* _Task requirements_
Copy the material from the line with "of the wooden" through the end, renaming "wooden beam" as "timber beam" and leaving everything else unchanged.
+ + + + + + +
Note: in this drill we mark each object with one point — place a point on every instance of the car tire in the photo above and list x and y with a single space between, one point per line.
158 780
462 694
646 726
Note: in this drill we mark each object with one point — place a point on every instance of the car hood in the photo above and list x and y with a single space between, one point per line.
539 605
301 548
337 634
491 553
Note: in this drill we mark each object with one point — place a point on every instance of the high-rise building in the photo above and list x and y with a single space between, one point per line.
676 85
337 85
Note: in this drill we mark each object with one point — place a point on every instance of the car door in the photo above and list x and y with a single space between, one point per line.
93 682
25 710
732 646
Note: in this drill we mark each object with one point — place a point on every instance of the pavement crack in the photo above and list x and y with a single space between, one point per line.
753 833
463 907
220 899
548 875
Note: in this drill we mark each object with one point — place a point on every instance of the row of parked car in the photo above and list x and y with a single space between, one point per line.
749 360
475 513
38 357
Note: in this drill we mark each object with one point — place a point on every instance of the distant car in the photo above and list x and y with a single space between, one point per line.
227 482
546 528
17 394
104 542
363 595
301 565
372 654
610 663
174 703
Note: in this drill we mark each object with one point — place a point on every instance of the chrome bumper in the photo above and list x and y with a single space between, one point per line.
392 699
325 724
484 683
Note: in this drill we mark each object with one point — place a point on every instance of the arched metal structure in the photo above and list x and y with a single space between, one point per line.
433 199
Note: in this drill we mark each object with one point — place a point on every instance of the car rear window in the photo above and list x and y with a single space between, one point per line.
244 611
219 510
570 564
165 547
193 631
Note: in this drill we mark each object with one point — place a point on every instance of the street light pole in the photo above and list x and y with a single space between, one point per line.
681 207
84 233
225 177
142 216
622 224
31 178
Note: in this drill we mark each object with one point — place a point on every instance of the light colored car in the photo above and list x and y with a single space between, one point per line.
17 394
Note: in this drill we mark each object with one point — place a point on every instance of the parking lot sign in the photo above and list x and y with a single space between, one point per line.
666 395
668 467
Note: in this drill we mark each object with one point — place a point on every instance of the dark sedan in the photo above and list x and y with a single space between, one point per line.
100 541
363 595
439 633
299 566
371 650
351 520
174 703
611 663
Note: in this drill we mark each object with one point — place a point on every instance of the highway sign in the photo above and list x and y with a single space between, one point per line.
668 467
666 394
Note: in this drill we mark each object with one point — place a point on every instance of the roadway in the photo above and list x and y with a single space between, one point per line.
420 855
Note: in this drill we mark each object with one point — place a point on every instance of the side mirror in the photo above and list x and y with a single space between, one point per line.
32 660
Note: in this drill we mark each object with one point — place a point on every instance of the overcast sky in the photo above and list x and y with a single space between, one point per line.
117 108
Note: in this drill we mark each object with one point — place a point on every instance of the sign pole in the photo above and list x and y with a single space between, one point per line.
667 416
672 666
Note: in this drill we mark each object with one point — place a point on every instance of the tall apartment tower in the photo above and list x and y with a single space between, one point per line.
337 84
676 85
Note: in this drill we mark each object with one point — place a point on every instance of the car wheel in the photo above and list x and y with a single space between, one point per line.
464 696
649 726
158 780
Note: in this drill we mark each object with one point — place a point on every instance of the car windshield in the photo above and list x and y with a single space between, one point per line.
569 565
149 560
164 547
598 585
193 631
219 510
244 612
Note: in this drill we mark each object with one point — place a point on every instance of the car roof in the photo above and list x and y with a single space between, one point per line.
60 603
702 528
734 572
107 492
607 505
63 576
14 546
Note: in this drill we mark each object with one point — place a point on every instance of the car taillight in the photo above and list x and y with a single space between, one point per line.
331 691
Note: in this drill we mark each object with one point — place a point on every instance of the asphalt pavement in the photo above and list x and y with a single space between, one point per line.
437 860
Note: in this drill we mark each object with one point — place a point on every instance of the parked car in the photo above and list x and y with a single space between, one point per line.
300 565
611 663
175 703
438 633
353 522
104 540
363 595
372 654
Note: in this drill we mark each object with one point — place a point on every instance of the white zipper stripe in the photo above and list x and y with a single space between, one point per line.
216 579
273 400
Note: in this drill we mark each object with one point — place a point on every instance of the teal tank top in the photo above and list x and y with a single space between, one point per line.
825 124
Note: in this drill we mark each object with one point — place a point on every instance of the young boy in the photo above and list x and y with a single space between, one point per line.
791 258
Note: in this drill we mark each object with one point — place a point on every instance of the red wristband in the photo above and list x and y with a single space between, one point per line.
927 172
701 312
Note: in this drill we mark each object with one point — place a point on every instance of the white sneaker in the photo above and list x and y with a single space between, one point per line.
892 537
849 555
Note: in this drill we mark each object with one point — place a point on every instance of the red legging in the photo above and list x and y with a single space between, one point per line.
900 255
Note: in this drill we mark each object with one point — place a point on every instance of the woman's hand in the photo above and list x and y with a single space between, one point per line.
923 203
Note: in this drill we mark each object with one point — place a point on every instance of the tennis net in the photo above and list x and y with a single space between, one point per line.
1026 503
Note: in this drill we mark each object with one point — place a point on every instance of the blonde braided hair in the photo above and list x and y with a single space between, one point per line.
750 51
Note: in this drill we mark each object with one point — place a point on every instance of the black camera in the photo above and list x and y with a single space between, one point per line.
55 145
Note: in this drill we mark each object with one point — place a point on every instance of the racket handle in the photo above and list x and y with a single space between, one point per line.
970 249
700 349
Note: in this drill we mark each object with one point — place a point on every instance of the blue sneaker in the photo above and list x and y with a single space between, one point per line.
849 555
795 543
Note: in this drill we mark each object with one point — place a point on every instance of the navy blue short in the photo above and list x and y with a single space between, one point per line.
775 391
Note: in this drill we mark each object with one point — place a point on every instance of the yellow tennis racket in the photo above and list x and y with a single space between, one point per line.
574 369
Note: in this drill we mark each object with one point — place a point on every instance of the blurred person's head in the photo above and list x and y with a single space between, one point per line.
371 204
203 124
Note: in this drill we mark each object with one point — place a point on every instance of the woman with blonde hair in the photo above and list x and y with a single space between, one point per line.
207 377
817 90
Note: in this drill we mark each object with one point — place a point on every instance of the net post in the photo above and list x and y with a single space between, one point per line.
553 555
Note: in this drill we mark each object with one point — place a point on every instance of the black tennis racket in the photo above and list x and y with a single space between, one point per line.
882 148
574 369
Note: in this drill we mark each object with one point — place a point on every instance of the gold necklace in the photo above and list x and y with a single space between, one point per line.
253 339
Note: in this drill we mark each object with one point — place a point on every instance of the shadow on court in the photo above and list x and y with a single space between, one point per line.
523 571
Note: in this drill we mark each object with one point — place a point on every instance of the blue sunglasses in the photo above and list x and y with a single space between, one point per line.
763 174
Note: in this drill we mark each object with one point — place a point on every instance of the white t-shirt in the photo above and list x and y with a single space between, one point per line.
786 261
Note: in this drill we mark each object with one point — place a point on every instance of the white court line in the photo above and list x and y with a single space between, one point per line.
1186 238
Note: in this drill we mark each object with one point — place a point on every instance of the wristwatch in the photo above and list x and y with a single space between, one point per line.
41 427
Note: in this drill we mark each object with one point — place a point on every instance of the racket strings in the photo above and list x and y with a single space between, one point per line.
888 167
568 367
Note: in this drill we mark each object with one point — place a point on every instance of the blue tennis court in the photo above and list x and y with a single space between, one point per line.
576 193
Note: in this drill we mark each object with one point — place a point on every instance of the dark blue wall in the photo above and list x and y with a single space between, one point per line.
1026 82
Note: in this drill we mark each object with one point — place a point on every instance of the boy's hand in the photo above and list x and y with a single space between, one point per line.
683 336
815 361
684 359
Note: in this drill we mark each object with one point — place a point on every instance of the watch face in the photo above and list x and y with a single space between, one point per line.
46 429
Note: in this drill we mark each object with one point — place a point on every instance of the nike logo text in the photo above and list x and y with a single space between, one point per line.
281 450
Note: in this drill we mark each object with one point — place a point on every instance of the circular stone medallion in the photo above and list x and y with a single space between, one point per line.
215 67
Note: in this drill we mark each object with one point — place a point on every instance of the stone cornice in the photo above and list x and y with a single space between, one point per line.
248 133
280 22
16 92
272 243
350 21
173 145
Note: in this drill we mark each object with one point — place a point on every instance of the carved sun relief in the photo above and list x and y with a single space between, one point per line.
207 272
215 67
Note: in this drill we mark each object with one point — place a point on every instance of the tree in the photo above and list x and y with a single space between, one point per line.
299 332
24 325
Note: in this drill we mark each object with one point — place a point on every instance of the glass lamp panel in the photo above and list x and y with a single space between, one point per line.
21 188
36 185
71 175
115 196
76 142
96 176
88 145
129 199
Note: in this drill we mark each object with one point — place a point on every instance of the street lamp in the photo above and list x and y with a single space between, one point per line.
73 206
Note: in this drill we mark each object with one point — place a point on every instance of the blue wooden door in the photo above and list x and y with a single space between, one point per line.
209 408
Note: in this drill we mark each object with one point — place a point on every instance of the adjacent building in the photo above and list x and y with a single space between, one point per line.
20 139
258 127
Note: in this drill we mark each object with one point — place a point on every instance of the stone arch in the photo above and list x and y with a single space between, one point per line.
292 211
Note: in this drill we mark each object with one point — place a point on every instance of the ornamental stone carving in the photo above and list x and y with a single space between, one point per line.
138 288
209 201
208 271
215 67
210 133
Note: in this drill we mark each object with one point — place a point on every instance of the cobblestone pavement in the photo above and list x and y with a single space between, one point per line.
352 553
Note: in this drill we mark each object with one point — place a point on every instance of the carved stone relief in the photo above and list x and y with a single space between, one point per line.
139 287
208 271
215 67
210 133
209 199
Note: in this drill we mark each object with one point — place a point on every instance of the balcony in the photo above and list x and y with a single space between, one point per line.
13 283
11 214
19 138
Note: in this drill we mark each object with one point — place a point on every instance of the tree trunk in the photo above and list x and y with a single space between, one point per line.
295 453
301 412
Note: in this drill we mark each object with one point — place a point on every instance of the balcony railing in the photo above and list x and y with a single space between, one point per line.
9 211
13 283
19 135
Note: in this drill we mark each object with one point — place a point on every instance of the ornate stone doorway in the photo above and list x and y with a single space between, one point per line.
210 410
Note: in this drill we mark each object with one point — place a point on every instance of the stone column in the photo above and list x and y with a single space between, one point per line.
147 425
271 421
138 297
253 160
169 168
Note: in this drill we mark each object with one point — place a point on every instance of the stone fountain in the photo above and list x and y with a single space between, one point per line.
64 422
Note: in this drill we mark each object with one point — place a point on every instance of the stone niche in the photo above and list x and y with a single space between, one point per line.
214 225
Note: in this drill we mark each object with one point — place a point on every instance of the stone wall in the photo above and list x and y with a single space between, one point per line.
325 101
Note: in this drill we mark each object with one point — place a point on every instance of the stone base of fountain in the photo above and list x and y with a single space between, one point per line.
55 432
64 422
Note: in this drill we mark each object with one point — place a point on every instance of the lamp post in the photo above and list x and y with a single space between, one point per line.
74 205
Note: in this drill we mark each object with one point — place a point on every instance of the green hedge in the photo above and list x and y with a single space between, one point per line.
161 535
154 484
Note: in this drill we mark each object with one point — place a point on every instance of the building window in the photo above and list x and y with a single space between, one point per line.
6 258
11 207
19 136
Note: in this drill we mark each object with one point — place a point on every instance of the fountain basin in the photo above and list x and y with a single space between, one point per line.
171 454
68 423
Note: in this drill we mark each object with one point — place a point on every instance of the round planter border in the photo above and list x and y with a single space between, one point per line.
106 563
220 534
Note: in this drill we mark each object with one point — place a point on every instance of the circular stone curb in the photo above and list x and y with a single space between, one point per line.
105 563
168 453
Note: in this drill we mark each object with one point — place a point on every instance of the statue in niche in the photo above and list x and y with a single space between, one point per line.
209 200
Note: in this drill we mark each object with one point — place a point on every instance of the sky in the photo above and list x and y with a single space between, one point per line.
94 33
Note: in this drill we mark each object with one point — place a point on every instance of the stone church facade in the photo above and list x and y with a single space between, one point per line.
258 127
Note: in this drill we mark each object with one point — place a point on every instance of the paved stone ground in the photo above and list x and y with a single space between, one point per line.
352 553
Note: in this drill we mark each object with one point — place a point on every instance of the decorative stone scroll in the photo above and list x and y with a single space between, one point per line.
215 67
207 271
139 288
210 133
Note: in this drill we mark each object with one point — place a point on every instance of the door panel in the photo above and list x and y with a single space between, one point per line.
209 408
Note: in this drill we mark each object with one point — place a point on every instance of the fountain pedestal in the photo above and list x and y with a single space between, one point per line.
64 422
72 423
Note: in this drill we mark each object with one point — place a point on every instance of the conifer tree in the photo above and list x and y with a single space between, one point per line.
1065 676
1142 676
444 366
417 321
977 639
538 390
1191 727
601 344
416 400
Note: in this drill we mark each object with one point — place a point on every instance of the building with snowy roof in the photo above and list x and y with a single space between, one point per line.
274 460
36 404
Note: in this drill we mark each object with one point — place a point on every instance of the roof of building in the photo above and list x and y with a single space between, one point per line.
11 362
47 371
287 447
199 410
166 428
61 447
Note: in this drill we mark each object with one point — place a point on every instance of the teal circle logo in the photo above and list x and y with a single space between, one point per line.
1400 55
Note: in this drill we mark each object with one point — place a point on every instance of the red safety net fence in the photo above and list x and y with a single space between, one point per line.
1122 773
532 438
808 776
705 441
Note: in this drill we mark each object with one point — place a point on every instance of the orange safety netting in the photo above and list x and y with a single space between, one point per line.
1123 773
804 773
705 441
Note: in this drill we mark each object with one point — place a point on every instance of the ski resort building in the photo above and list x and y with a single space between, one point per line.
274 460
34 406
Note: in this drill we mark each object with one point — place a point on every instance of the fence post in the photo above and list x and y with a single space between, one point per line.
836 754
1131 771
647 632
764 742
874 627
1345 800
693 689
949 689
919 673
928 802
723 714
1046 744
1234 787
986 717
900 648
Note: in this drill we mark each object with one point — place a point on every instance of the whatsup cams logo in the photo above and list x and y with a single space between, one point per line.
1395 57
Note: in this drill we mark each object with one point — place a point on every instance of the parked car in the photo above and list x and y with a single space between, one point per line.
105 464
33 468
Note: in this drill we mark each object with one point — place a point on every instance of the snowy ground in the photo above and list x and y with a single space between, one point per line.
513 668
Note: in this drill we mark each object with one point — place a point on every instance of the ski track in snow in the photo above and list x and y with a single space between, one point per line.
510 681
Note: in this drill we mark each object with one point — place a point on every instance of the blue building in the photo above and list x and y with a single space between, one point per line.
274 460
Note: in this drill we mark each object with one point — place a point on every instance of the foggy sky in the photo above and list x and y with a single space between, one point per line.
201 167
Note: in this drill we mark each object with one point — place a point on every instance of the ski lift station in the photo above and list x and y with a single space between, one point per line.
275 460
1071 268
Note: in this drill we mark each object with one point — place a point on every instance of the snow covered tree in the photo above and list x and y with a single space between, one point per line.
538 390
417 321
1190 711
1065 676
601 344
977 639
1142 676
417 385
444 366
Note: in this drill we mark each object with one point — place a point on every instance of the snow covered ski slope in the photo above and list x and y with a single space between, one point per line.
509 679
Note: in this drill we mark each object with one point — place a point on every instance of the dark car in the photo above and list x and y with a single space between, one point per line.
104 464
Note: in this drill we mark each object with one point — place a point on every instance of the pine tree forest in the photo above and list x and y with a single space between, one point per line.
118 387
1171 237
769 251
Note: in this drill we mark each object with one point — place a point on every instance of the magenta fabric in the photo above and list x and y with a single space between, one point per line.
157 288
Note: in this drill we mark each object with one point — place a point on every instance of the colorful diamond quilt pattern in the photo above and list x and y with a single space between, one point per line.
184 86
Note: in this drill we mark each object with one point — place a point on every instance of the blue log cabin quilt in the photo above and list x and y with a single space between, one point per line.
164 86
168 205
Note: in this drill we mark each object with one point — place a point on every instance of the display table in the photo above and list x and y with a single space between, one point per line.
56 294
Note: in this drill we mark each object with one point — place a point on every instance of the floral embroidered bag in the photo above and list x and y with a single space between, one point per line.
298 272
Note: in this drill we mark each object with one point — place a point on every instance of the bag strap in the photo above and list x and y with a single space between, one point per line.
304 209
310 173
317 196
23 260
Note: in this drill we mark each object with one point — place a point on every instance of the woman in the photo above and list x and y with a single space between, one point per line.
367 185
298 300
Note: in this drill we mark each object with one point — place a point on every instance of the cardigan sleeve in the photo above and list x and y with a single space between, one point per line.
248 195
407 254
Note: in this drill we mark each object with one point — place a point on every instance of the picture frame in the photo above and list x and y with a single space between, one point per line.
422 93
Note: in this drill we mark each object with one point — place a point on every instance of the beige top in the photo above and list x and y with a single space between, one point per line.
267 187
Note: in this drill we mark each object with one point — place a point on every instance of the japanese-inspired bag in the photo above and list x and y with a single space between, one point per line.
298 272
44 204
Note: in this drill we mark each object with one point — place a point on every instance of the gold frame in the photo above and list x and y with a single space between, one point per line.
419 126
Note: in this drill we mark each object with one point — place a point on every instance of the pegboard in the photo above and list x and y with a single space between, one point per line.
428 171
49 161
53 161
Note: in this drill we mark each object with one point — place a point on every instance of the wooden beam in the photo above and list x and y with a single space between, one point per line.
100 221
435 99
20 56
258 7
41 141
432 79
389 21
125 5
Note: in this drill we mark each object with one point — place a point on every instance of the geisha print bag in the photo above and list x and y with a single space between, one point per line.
+ + + + + + +
* _Result_
Note: in this drill we mark each object with one point — place a point on every instance of the timber beam in the photo above and list x and y with a single space between, one point per line.
100 221
435 99
20 56
258 7
41 141
432 79
389 21
125 5
Note: in this drill we mark each object with one point — place a point on every instance of the geisha print bag in the photo above and list x and y with a single space between, one point per line.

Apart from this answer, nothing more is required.